Location labeling records:
+++

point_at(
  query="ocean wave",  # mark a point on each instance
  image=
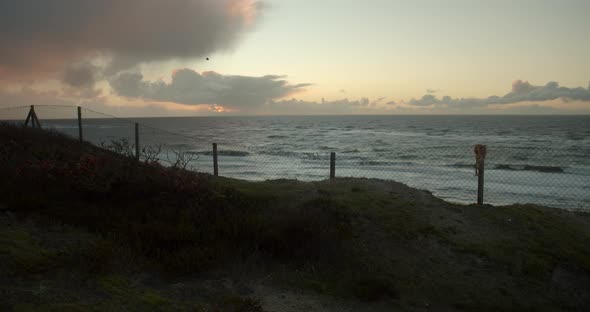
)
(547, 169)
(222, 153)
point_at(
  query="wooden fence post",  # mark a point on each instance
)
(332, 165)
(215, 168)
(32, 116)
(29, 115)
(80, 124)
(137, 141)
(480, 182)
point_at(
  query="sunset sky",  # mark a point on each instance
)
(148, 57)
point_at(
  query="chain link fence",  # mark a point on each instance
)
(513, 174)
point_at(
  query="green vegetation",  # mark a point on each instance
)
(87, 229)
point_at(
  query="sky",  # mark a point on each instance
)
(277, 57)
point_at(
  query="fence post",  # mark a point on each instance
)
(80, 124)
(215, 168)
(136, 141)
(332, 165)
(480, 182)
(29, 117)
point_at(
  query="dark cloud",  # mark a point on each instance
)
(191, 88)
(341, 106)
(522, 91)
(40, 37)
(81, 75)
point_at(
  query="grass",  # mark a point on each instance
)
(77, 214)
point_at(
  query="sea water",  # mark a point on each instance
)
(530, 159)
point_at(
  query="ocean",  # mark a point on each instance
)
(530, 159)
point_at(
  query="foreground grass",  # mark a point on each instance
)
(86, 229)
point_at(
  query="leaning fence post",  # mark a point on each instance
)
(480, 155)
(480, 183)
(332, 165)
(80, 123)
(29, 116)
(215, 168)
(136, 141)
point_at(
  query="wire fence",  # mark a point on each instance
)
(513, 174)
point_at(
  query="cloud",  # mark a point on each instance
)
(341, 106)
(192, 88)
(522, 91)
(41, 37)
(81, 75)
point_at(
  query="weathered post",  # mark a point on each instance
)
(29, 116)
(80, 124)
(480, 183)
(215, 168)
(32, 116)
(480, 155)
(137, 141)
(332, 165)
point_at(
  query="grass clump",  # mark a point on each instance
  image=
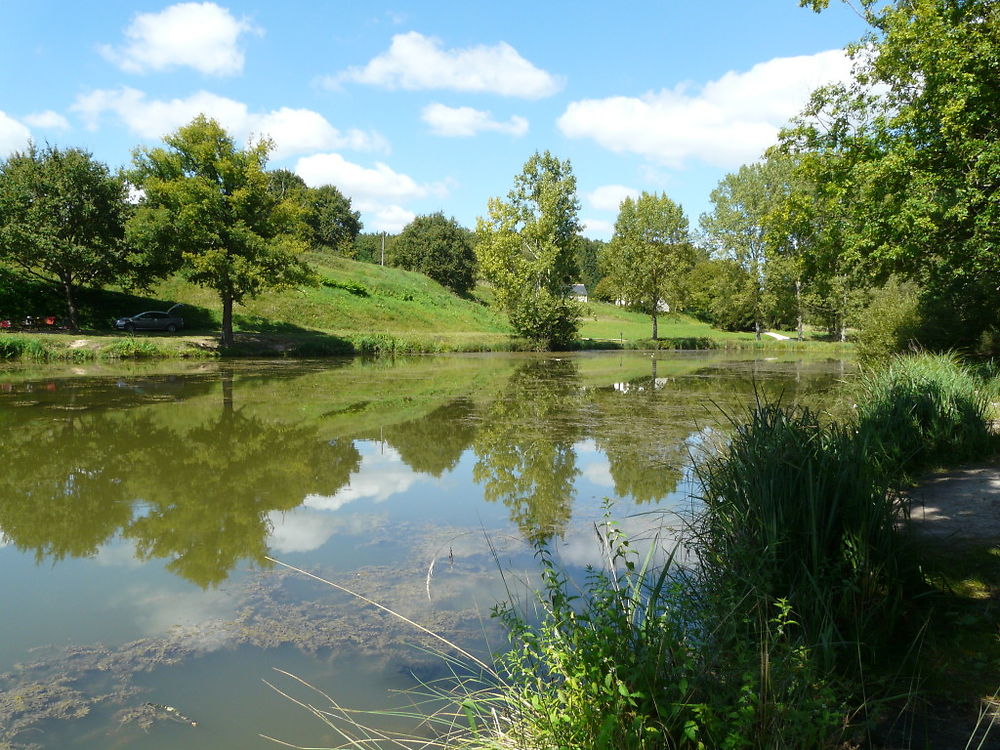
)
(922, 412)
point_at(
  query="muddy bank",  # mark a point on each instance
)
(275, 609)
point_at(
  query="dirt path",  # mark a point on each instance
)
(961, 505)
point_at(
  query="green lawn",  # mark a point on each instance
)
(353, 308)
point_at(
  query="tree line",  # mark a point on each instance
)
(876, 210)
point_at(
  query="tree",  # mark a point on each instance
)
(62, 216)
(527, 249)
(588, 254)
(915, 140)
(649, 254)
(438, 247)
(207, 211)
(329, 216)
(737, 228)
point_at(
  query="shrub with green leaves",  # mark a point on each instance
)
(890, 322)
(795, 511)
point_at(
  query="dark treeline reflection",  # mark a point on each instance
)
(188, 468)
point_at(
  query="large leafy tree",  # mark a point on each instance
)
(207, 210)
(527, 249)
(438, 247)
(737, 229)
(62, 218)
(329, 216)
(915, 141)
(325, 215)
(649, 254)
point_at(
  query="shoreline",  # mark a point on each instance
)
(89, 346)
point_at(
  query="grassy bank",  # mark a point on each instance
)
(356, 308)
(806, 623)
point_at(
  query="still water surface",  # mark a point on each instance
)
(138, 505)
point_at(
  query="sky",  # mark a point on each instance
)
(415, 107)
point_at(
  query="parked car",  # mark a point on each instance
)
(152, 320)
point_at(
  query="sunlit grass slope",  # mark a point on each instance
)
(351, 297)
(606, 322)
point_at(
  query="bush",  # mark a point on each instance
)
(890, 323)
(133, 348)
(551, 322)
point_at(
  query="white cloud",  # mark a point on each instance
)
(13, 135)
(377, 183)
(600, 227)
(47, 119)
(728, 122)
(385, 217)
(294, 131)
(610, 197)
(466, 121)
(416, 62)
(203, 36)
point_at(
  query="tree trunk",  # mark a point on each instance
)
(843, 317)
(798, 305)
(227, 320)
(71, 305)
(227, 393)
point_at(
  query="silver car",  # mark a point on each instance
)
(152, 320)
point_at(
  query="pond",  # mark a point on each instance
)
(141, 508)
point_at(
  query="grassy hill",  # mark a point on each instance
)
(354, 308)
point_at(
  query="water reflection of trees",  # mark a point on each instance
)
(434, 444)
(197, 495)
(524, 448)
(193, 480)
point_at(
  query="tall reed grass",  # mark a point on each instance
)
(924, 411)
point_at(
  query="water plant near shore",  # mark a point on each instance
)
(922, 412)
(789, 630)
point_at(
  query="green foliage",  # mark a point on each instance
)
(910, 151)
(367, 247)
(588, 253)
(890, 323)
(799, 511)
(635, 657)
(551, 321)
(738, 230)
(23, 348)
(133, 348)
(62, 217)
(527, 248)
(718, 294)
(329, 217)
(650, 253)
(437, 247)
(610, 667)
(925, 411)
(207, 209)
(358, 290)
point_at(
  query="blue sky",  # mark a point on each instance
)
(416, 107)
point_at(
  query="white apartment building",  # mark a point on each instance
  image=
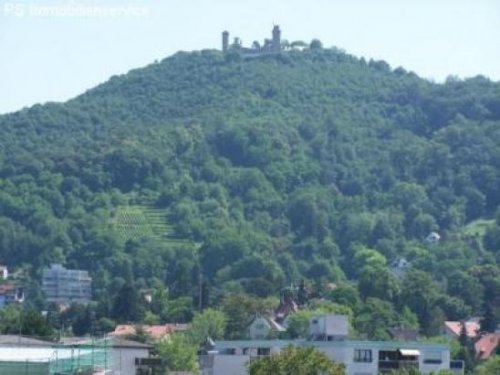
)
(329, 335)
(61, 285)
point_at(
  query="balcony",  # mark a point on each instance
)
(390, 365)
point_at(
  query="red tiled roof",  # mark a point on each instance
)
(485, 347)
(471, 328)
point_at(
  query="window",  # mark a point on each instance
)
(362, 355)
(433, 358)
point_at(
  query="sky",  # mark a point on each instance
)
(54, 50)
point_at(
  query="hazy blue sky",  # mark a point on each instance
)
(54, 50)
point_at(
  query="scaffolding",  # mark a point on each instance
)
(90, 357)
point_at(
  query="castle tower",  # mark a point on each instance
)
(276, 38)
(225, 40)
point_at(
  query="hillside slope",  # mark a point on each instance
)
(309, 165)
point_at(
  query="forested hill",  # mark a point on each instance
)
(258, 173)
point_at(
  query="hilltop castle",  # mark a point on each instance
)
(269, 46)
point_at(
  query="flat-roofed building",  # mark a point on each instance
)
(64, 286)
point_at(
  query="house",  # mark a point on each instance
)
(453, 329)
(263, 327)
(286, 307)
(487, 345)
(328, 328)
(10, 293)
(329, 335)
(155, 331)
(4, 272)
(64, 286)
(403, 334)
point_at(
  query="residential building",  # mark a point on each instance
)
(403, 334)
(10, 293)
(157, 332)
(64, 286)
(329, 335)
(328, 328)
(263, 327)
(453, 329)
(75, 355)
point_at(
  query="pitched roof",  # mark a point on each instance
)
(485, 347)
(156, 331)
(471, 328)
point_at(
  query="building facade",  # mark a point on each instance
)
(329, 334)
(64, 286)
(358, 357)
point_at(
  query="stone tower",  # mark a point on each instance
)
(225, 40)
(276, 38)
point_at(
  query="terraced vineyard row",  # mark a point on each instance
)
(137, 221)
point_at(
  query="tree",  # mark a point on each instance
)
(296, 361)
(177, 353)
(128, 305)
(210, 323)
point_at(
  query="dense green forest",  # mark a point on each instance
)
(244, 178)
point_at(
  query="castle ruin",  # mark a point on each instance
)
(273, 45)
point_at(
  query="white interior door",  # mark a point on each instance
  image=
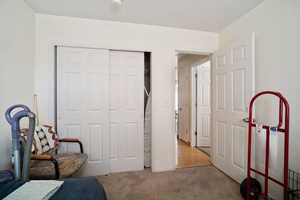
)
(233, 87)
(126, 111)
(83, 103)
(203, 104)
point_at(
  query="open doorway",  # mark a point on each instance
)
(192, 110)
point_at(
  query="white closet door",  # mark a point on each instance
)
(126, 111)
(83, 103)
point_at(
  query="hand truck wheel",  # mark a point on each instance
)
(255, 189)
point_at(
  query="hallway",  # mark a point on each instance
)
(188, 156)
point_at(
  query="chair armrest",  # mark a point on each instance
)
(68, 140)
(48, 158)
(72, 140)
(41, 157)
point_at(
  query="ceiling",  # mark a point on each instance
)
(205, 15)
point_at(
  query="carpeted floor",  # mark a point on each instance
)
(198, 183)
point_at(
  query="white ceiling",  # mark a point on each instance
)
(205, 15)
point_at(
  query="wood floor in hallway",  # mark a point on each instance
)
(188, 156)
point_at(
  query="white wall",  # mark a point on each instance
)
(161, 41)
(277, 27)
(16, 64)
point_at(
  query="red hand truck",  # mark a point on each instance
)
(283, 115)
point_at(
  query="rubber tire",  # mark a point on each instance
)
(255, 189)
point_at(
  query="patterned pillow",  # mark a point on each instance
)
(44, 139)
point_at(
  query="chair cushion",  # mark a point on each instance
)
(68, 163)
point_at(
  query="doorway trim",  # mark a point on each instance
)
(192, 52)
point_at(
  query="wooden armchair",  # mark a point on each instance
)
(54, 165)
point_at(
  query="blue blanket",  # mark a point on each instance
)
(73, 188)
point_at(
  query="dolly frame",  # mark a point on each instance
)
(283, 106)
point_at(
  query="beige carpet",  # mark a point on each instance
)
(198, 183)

+++

Stated goal - Count how many lines in the items above contain the string "post". Reply with only that number.

Written answer - 4